Document excerpt |
= = = =

Re: [AMBER] Fwd: pmemd.MPI fails to run

From: Ross Walker <ross.rosswalker.co.uk>
Date: Mon, 29 Dec 2014 08:05:21 -0800

Hi Fabian,

This problem is completely separate from AMBER here. It is a very basic
misunderstanding of how to run MPI jobs. I would start by reading the
manual for your cluster, the queuing system and the MPI installation you
are using. Then take a simple MPI Hello World example and get that running
before trying something complicated such as the AMBER suite. There should
be examples in the manual for your MPI installation.

Simply trying different MPI installations is not going to work, unless you
randomly stumble upon a working configuration. It really needs someone who
understands how clusters are setup / work or you may need to consider
hiring a consultant to setup your cluster and train your team.

All the best
Ross


On 12/29/14, 5:28 AM, "Fabian Glaser" <fabian.glaser.gmail.com> wrote:

>Hi again,
>
>We tried the - - hostfile idea but it didn’t work…. see the error below,
>have you seen something like this?
>
>Cluster experts are trying to compile with intelmpi but also have
>problems with the parallel compilation…. please see their email below,
>and if you can please send us suggestions on how to compile properly with
>intelmpi…..
>
>Thansk!!!
>
>
>1) - - hostfile error we got:
>=====
>
>I used this running command within the PBS file:
>
>mpirun -np 24 --hostfile $PBS_NODEFILE pmemd.MPI -O -i min.in -o min.out
>-p ../hep1_system_ETA_ETA_1.prmtop -c ../hep1_system_ETA_ETA_1.prmcrd -r
>min.rst -ref ../hep1_system_ETA_ETA_1.prmcrd
>
>and the output is
>
>-bash-4.1$ more ETA_1_min5.e1076441
>bash: orted: command not found
>--------------------------------------------------------------------------
>A daemon (pid 30302) died unexpectedly with status 127 while attempting
>to launch so we are aborting.

= = = =

Record extracts |

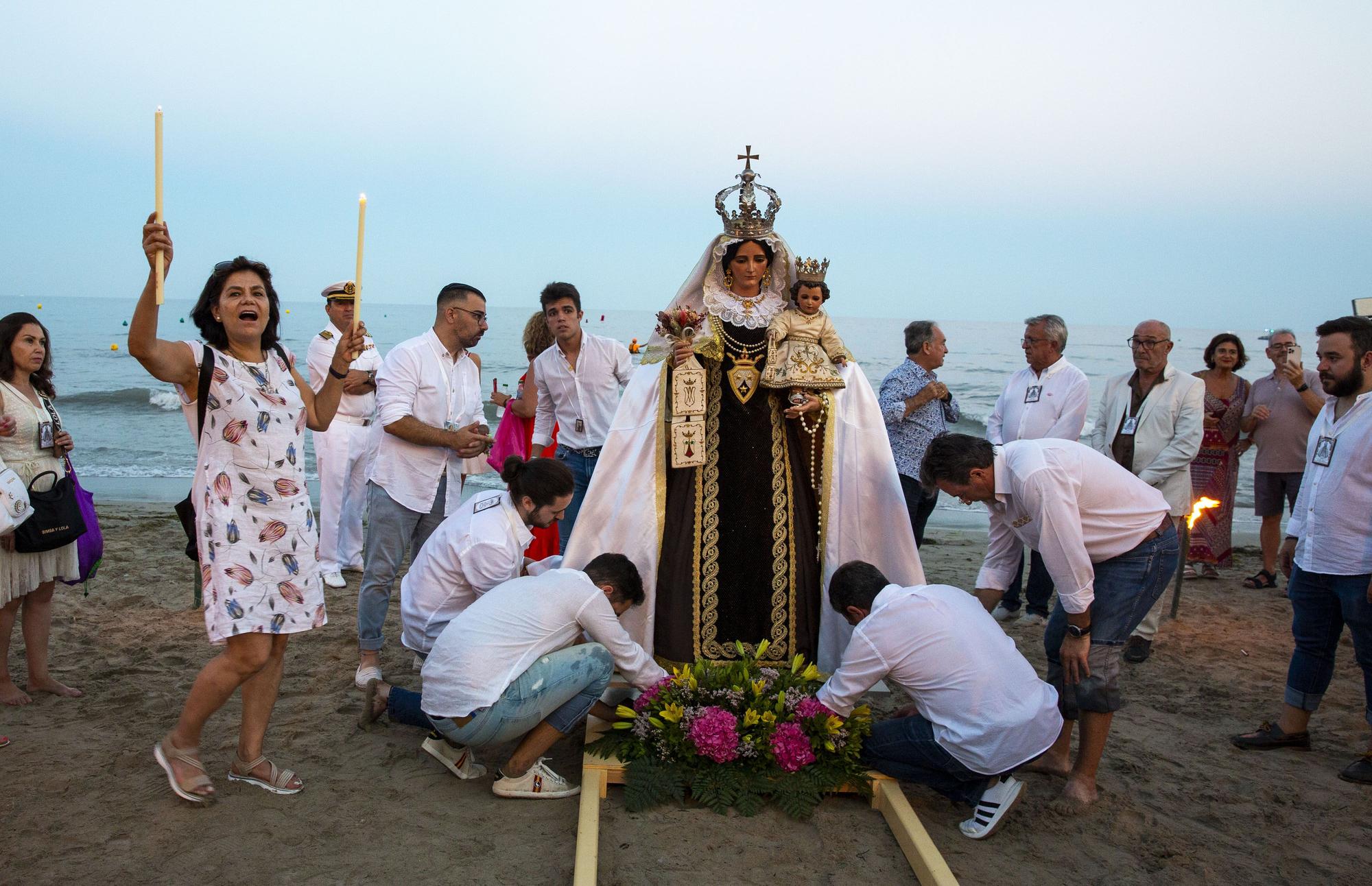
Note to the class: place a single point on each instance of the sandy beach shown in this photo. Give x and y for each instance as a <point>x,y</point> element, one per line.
<point>83,800</point>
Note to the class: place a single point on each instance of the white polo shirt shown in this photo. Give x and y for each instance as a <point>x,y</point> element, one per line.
<point>591,393</point>
<point>419,378</point>
<point>1072,505</point>
<point>1332,512</point>
<point>1034,407</point>
<point>938,643</point>
<point>499,637</point>
<point>477,548</point>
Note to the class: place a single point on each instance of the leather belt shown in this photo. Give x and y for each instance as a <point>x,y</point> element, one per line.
<point>1159,533</point>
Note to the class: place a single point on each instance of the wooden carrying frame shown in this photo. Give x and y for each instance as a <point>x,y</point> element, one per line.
<point>600,773</point>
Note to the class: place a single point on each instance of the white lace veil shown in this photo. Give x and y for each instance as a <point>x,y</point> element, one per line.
<point>705,290</point>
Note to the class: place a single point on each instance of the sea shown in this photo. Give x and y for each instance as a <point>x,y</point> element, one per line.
<point>134,444</point>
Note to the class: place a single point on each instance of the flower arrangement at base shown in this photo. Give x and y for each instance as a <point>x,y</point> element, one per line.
<point>736,736</point>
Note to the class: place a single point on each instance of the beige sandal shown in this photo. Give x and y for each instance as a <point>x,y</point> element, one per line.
<point>165,752</point>
<point>278,782</point>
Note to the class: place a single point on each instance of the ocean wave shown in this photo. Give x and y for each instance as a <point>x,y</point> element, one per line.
<point>124,398</point>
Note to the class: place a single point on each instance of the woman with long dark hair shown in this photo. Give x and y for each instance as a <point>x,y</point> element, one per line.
<point>32,442</point>
<point>256,530</point>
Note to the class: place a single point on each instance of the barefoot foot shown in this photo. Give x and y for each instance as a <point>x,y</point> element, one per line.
<point>49,685</point>
<point>1049,765</point>
<point>1080,791</point>
<point>12,695</point>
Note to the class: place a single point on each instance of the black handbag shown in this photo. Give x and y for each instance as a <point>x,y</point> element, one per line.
<point>57,518</point>
<point>185,510</point>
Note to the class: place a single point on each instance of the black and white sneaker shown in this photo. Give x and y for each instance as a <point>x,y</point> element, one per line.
<point>993,807</point>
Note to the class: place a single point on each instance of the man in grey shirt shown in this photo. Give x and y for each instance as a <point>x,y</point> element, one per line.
<point>1278,419</point>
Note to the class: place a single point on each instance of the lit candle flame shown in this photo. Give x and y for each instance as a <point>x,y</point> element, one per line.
<point>1205,503</point>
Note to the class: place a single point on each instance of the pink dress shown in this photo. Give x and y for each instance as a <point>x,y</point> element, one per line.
<point>257,536</point>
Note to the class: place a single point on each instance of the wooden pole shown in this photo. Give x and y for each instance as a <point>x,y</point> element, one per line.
<point>160,264</point>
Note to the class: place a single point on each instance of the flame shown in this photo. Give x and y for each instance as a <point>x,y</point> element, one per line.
<point>1205,503</point>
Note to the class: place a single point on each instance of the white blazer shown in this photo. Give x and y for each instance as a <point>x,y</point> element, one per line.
<point>1171,426</point>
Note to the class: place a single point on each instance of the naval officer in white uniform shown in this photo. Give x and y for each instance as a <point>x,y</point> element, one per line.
<point>341,453</point>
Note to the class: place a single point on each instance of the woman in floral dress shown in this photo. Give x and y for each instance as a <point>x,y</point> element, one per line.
<point>256,531</point>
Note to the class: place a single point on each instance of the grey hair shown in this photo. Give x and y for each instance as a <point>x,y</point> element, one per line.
<point>1053,326</point>
<point>917,334</point>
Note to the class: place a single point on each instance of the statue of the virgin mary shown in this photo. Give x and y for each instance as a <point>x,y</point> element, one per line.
<point>743,548</point>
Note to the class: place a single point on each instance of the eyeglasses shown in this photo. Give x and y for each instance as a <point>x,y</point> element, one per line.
<point>478,316</point>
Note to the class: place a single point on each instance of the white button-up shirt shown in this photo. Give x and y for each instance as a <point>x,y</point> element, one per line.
<point>480,547</point>
<point>987,706</point>
<point>589,393</point>
<point>419,378</point>
<point>319,360</point>
<point>1332,512</point>
<point>499,637</point>
<point>1072,505</point>
<point>1043,405</point>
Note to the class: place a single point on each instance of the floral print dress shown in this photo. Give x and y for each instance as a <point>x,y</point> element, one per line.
<point>257,536</point>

= = = =

What this task involves |
Revise the mailing list reply, everything from "From: Ross Walker" down to "your MPI installation.", so that "batch scheduler" stands in place of "queuing system". Work only from the mailing list reply and leave the items aside.

Exercise response |
From: Ross Walker <ross.rosswalker.co.uk>
Date: Mon, 29 Dec 2014 08:05:21 -0800

Hi Fabian,

This problem is completely separate from AMBER here. It is a very basic
misunderstanding of how to run MPI jobs. I would start by reading the
manual for your cluster, the batch scheduler and the MPI installation you
are using. Then take a simple MPI Hello World example and get that running
before trying something complicated such as the AMBER suite. There should
be examples in the manual for your MPI installation.